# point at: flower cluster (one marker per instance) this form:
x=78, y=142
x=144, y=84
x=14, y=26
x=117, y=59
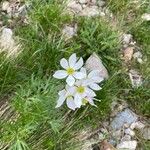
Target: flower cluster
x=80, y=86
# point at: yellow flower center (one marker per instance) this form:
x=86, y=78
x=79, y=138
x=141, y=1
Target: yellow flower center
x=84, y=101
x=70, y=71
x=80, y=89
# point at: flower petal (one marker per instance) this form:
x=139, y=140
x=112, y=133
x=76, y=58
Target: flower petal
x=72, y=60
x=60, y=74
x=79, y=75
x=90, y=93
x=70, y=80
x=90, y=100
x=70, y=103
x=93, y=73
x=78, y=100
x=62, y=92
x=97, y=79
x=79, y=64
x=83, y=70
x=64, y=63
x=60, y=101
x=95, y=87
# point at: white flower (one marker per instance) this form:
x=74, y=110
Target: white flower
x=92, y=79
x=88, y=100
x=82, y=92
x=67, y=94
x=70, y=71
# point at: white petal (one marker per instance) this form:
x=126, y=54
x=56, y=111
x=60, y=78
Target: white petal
::::
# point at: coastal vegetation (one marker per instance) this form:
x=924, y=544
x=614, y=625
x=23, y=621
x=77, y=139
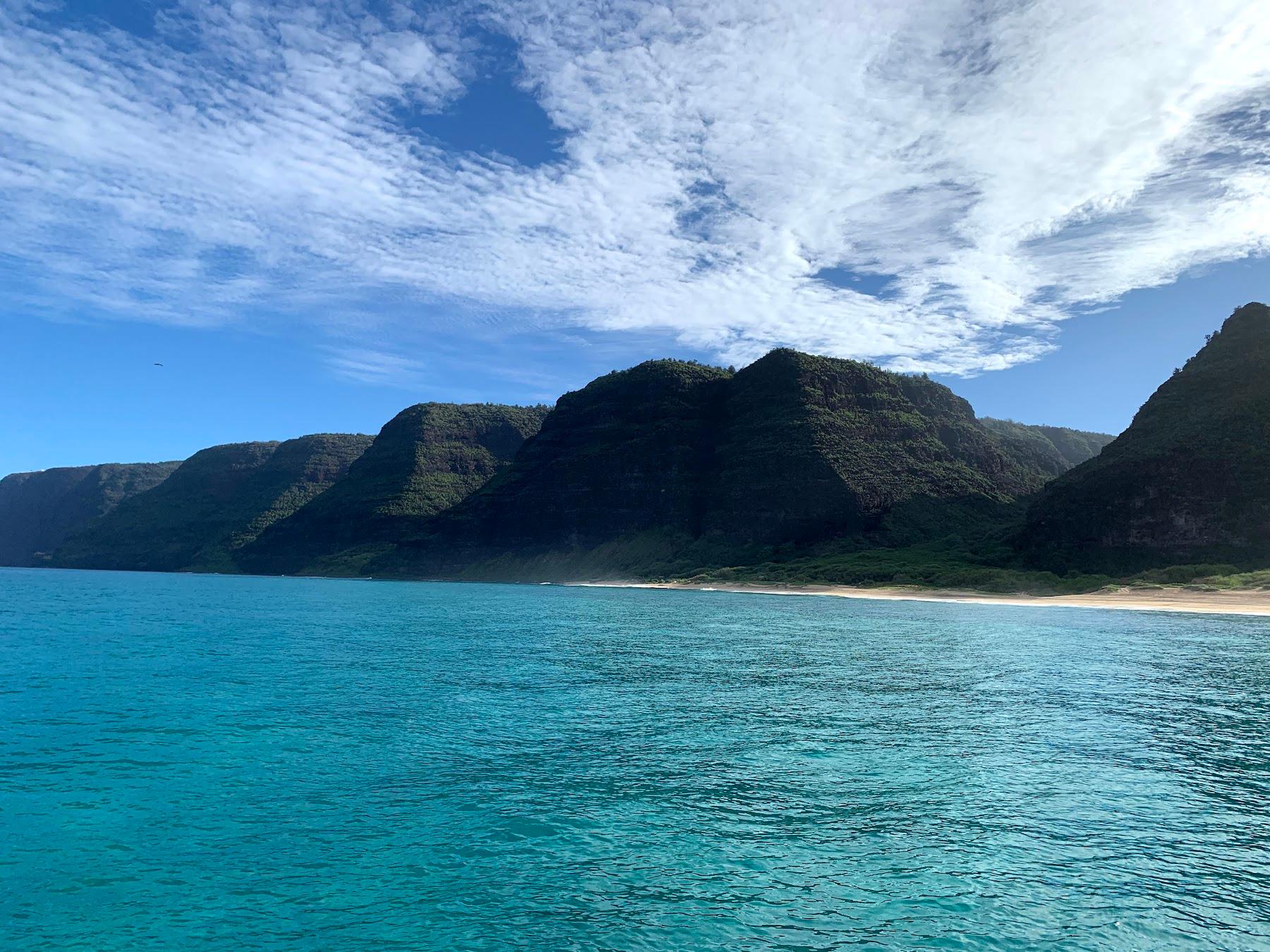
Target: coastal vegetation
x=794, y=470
::::
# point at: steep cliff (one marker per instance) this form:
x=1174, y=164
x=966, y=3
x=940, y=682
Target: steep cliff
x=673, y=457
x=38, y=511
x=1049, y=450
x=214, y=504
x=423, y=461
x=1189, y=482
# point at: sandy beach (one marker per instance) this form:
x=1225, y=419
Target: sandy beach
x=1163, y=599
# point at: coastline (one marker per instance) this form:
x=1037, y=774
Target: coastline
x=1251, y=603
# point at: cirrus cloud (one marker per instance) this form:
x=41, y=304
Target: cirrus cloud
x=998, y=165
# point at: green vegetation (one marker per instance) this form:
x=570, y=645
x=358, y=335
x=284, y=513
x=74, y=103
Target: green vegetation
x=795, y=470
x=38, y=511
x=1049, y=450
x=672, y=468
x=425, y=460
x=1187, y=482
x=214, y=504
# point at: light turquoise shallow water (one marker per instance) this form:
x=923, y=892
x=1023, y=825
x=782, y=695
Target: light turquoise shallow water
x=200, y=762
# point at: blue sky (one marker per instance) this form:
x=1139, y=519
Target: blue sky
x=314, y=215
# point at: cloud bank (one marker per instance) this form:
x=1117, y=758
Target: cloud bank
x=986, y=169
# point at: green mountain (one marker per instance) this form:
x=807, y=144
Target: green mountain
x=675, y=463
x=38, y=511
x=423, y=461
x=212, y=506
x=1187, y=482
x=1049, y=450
::::
_WORK REQUIRED_
Output the lines as a Markdown table with columns "Row" and "Text", starting at the line that contains "# point at: white flower" and ending at the line that contains "Target: white petal". Include only those lines, number them in order, and leave out any blank lines.

_OUTPUT_
| Row | Text |
|---|---|
| 1 | # point at: white flower (one marker per instance) this form: |
| 2 | x=74, y=110 |
| 3 | Target: white flower |
| 4 | x=92, y=79 |
| 5 | x=88, y=100 |
| 6 | x=82, y=92 |
| 7 | x=67, y=94 |
| 8 | x=70, y=71 |
| 9 | # point at: white petal (one marker per instance) this form: |
| 10 | x=126, y=54 |
| 11 | x=56, y=111 |
| 12 | x=60, y=78 |
| 13 | Target: white petal |